▶ _BACAAN_:
============================================================
Faktanya, persebaran virus rabies pada manusia sebenarnya termasuk kebetulan, bukan penularan utama. Menurut drh. Heru, ketika virus rabies berada di tubuh hewan, maka umurnya akan jauh lebih panjang ketimbang berada di tubuh manusia. Ketika terserang virus rabies, seseorang akan mengalami gejala awal seperti demam, lesu dan tidak nafsu makan, pusing, insomnia, sakit kepala hebat, hingga timbul rasa panas di area gigitan. Gejala yang timbul ini banyak disalahartikan sebagai penyakit biasa pada umumnya, sehingga banyak pasien yang enggan menuju rumah sakit atau puskesmas untuk mendapat penanganan.
Kasus kematian akan rabies sendiri ditemukan hampir di seluruh belahan dunia, utamanya benua Afrika dan Asia. Dan tempat bersarangnya virus tidak hanya pada anjing dan kucing, namun juga banyak ditemukan di hewan liar. “Luar biasanya rabies itu bahwa penyebarannya sangat beragam, ada hewan liar, hewan domestik, bahkan campuran. Lalu ada siklus epidemiologinya tadi. Jadi ada paling tidak dua, atau tiga hewan yang siklusnya dibawa oleh hewan yang dekat dengan kita, atau hewan domestik. Sedangkan untuk hewan liar, siklusnya disebut rabies silvatik. Nah, kalau sebuah negara persebaran virusnya ada dua, yaitu urban dan silvatik, maka pengendaliannya akan lebih susah,” tutur drh. Heru.
Hambatan utama dalam penanganan rabies di Indonesia adalah kurangnya kesadaran akan bahaya rabies di masyarakat. Vaksinasi, khususnya untuk rabies urban sudah tersedia dan diimplementasikan di berbagai daerah. Sayangnya, dari 34 provinsi yang ada, hanya 11 provinsi yang dinyatakan bebas rabies. Menurut paparan Direktur Pencegahan dan Pengendalian Penyakit Menular Kementerian Kesehatan RI, dr. Imran Pambudi, MPHM, Kemenkes memiliki target Indonesia bebas rabies di 2030 dengan menciptakan herd immunity yang mengharuskan setidaknya 70% populasi anjing telah divaksin.
============================================================
(Deskripsi wilayah dalam bahasa alami)
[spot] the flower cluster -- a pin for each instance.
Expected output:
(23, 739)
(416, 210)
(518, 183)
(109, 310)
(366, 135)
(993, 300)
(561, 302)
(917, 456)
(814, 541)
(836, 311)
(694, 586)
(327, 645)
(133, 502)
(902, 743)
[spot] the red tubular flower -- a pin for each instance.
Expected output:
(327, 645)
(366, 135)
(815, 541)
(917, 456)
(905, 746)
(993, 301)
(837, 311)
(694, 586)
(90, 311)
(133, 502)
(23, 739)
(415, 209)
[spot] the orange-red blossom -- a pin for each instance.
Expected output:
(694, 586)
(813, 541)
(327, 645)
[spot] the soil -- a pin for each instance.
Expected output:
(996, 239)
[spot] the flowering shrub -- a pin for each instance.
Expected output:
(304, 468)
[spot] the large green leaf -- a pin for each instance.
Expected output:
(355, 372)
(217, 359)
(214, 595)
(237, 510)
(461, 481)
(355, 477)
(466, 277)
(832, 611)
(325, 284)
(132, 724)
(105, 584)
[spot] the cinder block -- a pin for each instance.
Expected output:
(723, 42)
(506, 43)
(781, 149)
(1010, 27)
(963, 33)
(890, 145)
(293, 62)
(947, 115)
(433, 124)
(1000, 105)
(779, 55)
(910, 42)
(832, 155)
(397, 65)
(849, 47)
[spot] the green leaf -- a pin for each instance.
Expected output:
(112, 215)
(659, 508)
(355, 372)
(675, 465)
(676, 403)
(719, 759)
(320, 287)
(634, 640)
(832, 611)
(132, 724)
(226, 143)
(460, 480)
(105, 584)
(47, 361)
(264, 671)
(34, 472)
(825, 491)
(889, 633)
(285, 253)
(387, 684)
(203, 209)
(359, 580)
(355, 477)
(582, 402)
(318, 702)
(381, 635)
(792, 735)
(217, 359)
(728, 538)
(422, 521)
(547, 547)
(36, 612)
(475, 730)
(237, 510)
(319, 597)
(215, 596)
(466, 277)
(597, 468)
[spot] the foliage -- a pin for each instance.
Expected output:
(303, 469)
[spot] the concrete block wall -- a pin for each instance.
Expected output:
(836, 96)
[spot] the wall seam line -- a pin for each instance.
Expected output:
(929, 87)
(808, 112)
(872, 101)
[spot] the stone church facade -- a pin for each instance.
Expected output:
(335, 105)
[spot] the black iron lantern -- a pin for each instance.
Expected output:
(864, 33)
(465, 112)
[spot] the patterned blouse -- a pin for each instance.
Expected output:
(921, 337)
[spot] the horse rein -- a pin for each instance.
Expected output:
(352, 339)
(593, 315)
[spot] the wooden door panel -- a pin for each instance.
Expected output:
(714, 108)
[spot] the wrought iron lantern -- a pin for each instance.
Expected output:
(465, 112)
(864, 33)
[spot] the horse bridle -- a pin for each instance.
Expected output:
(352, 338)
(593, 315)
============================================================
▶ _KERJAKAN SOAL BERIKUT_:
1. Jawab pertanyaan berikut berdasarkan bacaan tentang rabies:
(a) Di benua mana kasus kematian akibat rabies terutama ditemukan?
(b) Apa nama siklus rabies pada hewan liar?
(c) Berapa provinsi yang dinyatakan bebas rabies dari 34 provinsi yang ada?
2. Sebutkan semua gejala awal serangan virus rabies yang tercantum dalam bacaan tentang rabies.
3. Lanjutkan bacaan tentang rabies setelah kalimat terakhirnya.
Daftar ini tidak berkaitan dengan bacaan tentang rabies.

▶ _JAWABAN BERNOMOR_:
1.
(a) Afrika dan Asia.
(b) Rabies silvatik.
(c) 11 provinsi.

2. Demam, lesu, tidak nafsu makan, pusing, insomnia, sakit kepala hebat, dan rasa panas di area gigitan.

3.
“Untuk kasus rabies paling tinggi itu ada Pulau Bali, tapi kalau kasus kematiannya paling banyak ada di NTB, Kalimantan, dan Pulau Timor. Utamanya Pulau Timor ini ya, sebelum tahun 2023, mereka tidak pernah ada kasus rabies, sehingga tidak pernah mengenal rabies itu seperti apa. Ini juga masih kami selidiki penyebarannya asalnya dari mana. Jadi karena penanganannya tidak mudah, terlambat di bawa ke fasilitas kesehatan, alhasil kasus kematiannya mencapai 16 kasus hingga saat ini,” papar dr. Imran.
Imran juga menjelaskan tata cara penanganan gigitan hewan rabies pada seseorang. Area luka harus segera dibersihkan dengan sabun dan air mengalir selama 15 menit. Kemudian beri antiseptik, berupa alkohol atau sejenisnya untuk mengantisipasi penyebaran virus. Ketika mengalami gejala tidak biasa setelah gigitan, seperti demam tinggi, maka dianjurkan untuk segera mendapatkan penanganan di fasilitas kesehatan terdekat.
“Upaya penanganan persebaran rabies ini juga dilakukan secara regional, ya. Jadi setiap pemerintah daerah itu harus memiliki kebijakan terkait pengendalian dan penanganan rabies sesuai kebijakan nasional. Nah, saya kira masalah utama kenapa penanganan rabies ini tidak bisa optimal adalah karena dana operasional yang kurang, jadi vaksin ini sumber dayanya juga masih minim. Selain itu, kesadaran masyarakat untuk vaksinasi rabies ini juga perlu didorong,” tambah dr. Imran. Ke depannya, ia berharap kolaborasi antar sektor dan elemen masyarakat dapat membantu mewujudkan Indonesia Bebas Rabies di tahun 2030.